▸ Given exercise
Repeat the whole listing exactly as written.

[Object outline annotations]
>>>>>
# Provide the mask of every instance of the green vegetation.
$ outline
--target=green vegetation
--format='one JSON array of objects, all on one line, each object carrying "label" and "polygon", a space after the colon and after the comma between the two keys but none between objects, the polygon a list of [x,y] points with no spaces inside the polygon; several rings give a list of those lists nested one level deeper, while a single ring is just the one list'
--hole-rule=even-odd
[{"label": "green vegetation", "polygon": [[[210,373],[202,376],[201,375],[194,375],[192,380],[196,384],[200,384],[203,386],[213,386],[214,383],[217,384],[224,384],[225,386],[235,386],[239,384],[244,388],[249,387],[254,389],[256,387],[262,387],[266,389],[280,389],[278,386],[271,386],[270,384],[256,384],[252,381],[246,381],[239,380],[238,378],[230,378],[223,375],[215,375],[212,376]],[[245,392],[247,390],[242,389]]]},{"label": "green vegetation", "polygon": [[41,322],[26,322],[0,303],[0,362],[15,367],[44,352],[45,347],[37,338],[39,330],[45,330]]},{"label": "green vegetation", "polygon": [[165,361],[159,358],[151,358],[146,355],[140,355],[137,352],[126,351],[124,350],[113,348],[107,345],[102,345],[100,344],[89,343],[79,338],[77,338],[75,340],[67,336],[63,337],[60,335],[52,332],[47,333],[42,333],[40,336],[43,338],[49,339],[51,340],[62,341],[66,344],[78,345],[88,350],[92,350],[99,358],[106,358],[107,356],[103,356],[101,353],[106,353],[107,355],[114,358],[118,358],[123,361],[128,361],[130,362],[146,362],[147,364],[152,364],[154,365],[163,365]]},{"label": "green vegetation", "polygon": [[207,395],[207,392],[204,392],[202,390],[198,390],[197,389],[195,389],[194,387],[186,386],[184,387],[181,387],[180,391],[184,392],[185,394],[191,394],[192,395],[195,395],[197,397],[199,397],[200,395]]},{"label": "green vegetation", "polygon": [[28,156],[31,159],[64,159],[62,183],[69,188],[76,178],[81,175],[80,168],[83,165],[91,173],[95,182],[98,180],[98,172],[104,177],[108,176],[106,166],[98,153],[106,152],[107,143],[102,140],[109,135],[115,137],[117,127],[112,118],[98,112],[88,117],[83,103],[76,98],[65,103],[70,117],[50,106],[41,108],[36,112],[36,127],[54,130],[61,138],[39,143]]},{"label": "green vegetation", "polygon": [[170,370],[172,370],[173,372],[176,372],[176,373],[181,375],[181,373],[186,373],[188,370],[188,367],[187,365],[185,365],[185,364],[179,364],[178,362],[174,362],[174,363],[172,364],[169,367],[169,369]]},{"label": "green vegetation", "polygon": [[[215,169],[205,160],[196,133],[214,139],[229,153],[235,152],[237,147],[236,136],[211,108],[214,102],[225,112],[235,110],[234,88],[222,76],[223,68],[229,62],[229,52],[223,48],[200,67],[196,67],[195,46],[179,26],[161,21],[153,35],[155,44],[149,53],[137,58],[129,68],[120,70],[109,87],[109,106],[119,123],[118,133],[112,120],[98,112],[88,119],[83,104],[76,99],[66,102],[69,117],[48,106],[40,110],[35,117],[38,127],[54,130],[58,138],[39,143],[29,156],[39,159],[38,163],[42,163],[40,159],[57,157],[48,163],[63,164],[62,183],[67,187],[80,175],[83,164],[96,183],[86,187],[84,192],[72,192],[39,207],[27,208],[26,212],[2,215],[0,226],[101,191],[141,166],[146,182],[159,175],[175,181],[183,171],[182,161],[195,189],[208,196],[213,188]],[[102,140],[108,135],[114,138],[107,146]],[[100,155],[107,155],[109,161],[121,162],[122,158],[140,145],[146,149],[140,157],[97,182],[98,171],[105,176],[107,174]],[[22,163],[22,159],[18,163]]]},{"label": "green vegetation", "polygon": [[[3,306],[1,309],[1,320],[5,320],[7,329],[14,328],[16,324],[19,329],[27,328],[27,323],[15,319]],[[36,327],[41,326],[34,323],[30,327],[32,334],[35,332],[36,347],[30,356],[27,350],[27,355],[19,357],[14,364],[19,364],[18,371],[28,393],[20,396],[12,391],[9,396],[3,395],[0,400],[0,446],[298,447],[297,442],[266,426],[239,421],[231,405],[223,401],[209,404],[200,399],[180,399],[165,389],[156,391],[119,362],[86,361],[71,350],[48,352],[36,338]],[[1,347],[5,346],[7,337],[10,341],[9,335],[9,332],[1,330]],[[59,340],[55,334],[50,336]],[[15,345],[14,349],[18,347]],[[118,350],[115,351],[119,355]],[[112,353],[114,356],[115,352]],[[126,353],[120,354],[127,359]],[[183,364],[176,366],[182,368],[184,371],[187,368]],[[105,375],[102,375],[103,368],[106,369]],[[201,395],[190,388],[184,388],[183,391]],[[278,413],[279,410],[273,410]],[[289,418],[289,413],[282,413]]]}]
<<<<<
▸ Finished exercise
# Provide the mask of every instance of the green vegetation.
$ outline
--target=green vegetation
--format='one JSON array of objects, all on one line, each object carrying "label" and "polygon", a space after the colon and after the comma between the two keys but none between objects, the polygon a list of [x,y] points with no spaces inside the polygon; several rings give a list of those lists nested one level deeper, while a single ring is just the one list'
--hole-rule=even-odd
[{"label": "green vegetation", "polygon": [[[210,373],[202,376],[201,375],[194,375],[192,380],[196,384],[200,384],[203,386],[213,386],[214,383],[217,384],[224,384],[225,386],[235,386],[239,384],[244,388],[249,387],[254,389],[256,387],[262,387],[266,389],[280,389],[278,386],[271,386],[270,384],[256,384],[252,381],[246,381],[239,380],[238,378],[230,378],[223,375],[215,375],[212,376]],[[245,392],[247,390],[242,389]]]},{"label": "green vegetation", "polygon": [[41,322],[26,322],[0,303],[0,362],[15,367],[44,352],[45,347],[37,338],[39,330],[45,330]]},{"label": "green vegetation", "polygon": [[165,361],[159,358],[151,358],[146,355],[140,355],[137,352],[126,351],[124,350],[113,348],[107,345],[102,345],[100,344],[89,343],[79,338],[77,338],[75,340],[67,336],[63,337],[60,335],[52,332],[47,333],[42,333],[40,336],[43,338],[49,339],[51,340],[62,341],[66,344],[78,345],[88,350],[92,350],[99,358],[106,358],[107,356],[103,356],[101,353],[106,353],[107,355],[114,358],[118,358],[123,361],[128,361],[130,362],[146,362],[147,364],[152,364],[154,365],[163,365]]},{"label": "green vegetation", "polygon": [[207,395],[207,392],[204,392],[202,390],[198,390],[197,389],[195,389],[194,387],[186,386],[184,387],[181,387],[180,391],[184,392],[185,394],[191,394],[192,395],[195,395],[197,397],[199,397],[200,395]]},{"label": "green vegetation", "polygon": [[28,156],[31,159],[64,159],[62,183],[69,188],[76,178],[81,175],[80,168],[83,165],[91,173],[95,182],[98,180],[98,172],[104,177],[108,176],[106,166],[98,153],[106,152],[107,143],[102,140],[109,135],[115,137],[117,127],[112,118],[98,112],[88,117],[83,103],[76,98],[65,103],[70,117],[50,106],[41,108],[36,112],[36,127],[54,130],[61,138],[39,143]]},{"label": "green vegetation", "polygon": [[170,370],[172,370],[173,372],[176,372],[176,373],[181,375],[181,373],[186,373],[188,370],[188,367],[187,365],[185,365],[185,364],[179,364],[178,362],[174,362],[174,363],[172,364],[169,367],[169,369]]},{"label": "green vegetation", "polygon": [[[215,169],[205,160],[196,133],[214,139],[229,153],[235,152],[237,147],[236,136],[211,108],[214,102],[225,112],[235,110],[234,88],[222,76],[223,68],[229,62],[229,52],[223,48],[200,67],[196,67],[195,46],[179,26],[161,21],[153,35],[155,44],[149,53],[137,58],[129,68],[120,70],[109,87],[109,106],[119,123],[118,133],[112,120],[98,112],[88,119],[83,104],[76,99],[66,102],[69,117],[48,106],[40,110],[35,117],[38,127],[54,130],[58,138],[39,143],[29,156],[39,159],[38,163],[42,163],[40,159],[57,157],[48,163],[63,164],[62,183],[67,187],[80,175],[83,164],[96,183],[86,187],[84,192],[72,192],[39,207],[27,208],[26,212],[2,215],[0,226],[101,191],[141,166],[146,182],[159,175],[175,181],[183,171],[182,161],[195,189],[208,196],[213,188]],[[102,140],[108,135],[114,138],[107,146]],[[100,155],[107,155],[109,161],[121,162],[122,158],[140,145],[146,149],[140,157],[97,182],[98,171],[105,176],[107,174]],[[22,163],[22,159],[18,163]]]},{"label": "green vegetation", "polygon": [[[3,306],[1,309],[1,320],[5,320],[7,329],[14,328],[16,324],[19,329],[27,328],[27,323],[15,319]],[[36,327],[41,326],[34,323],[30,327],[32,334],[35,332],[36,347],[30,356],[27,350],[27,355],[19,357],[14,364],[19,364],[18,371],[28,393],[20,396],[12,391],[9,396],[3,395],[0,400],[0,446],[298,447],[297,442],[266,426],[239,421],[231,405],[223,401],[209,404],[200,399],[180,399],[165,389],[156,391],[119,362],[86,361],[71,350],[48,352],[36,338]],[[1,347],[5,346],[7,337],[10,341],[9,335],[9,332],[1,330]],[[59,340],[55,334],[50,336]],[[15,345],[14,349],[18,347]],[[118,350],[115,351],[119,355]],[[112,353],[114,356],[115,352]],[[126,353],[120,354],[127,359]],[[183,364],[176,366],[182,368],[184,371],[187,368]],[[105,375],[102,375],[103,368],[106,369]],[[201,395],[190,388],[184,388],[183,391]],[[278,413],[279,410],[273,410]],[[289,418],[289,413],[282,413]]]}]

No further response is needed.